**Seçilmiş Metin:**
ARA
MEŞHURLARIN SON SÖZLERİ
 Safiyye binti Hüvey, Peygamber (sallallahü aleyhi ve sellem) efendimizin hanımlarındandır. Hayber’in fethinde Müslüman olarak Peygamber efendimizin hanımı olmakla şereflendi. Medine’de h. 50 (m. 671) senesinde altmış yaşında vefât etti... HAYBER’DE ESİR EDİLDİ...
Safiyye, Hayber’de, neslinin üstünlüğü, güzelliği ve iyi ahlâkı ile herkesçe beğenilirdi. Hayber’de ilk önce meşhûr bir şâir ve kumandan olan Yahudi Sellâm bin Mişkem ile nişanlandı. Bundan ayrılarak, Hayber’in en meşhûr kalesi Şemmus Kalesi’nin kumandanı çok zengin Kinâne bin Hakîk ile evlendi. Kinâne ile evliyken rüyasında; Ay’ın onun odasına düştüğünü görmüştü. Bu rüyasını kocasına anlatınca; Kinâne; “Sen ancak Hicaz’ın Meliki Muhammed’i istiyorsun” deyip, yüzüne bir tokat attı. Gözü morardı. Müslümanlar Hayber’i h. 7 (m. 629) senesinde fethetti. Safiyye’nin babası ve kocası öldürülüp, kendisi de esir edildi. Esirler bölüşülünce Safiyye de Peygamber efendimizin (sallallahü aleyhi ve sellem) hissesine düştü. Peygamber efendimiz Safiyye’yi azâd etti. İmân edince, Resûlullah’ın nikâhıyla şereflendi. Ümmülmü’minîn yani (Müslümanların annesi) oldu...

**Kaynaktan Alıntı:**
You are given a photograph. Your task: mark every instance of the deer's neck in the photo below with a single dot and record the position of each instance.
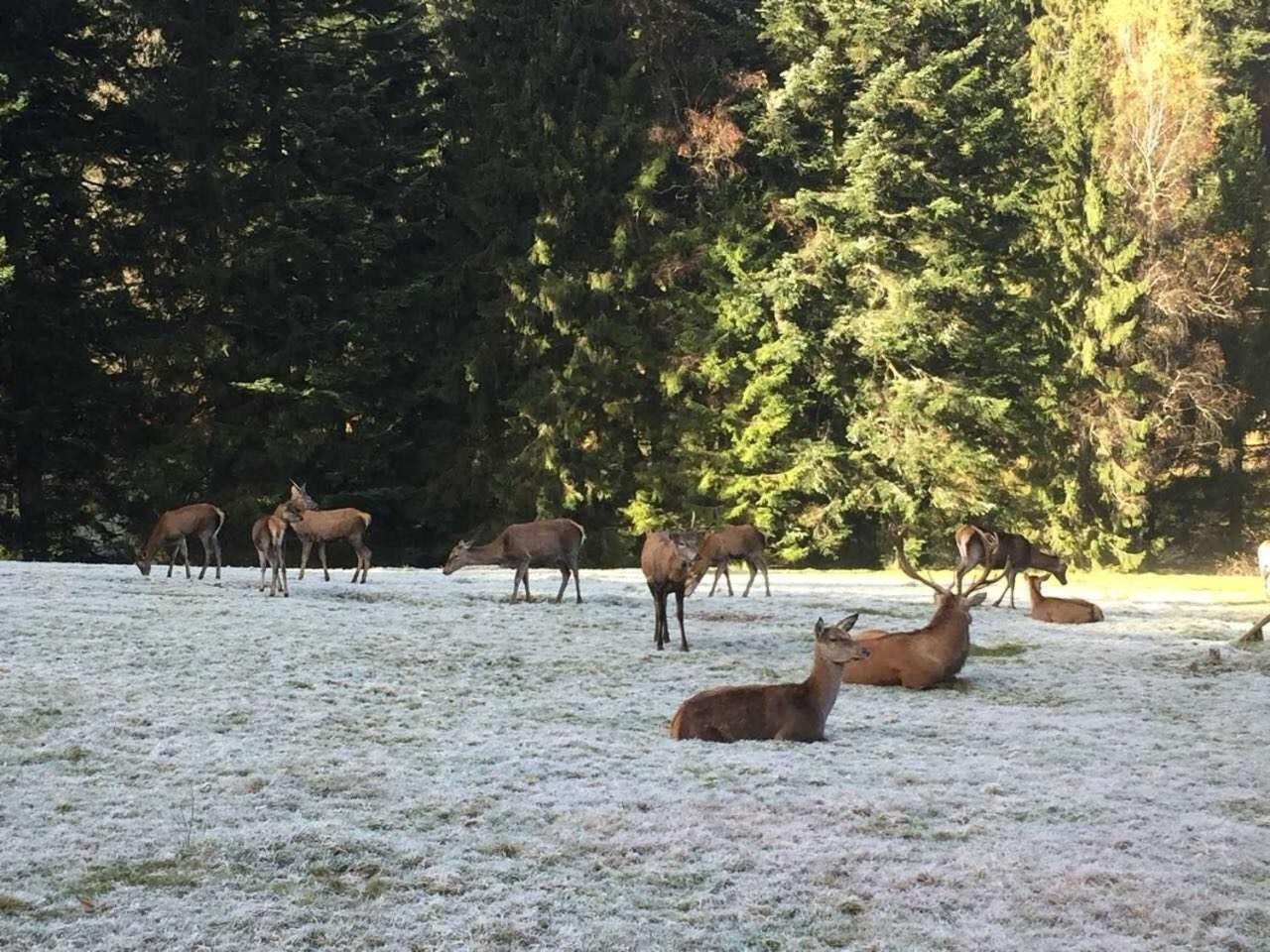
(824, 683)
(489, 553)
(1043, 560)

**Verilen Görevler:**
• a. Safiyye binti Hüvey metnine göre aşağıdaki soruları yanıtlayın:
(i) Safiyye nerede, hangi yılda ve kaç yaşında vefat etti?
(ii) Kinâne bin Hakîk hangi kalenin kumandanıydı?
(iii) Müslümanlar Hayber'i hangi yılda fethetti?
• b. Lütfen Safiyye binti Hüvey metninde geçen bütün yer adlarını sıralayın.

**Görev Yanıtları:**
• a.
(i) Medine'de, h. 50 (m. 671) senesinde, altmış yaşında vefat etti.
(ii) Şemmus Kalesi'nin kumandanıydı.
(iii) h. 7 (m. 629) senesinde fethetti.

• b. Hayber, Medine, Şemmus Kalesi, Hicaz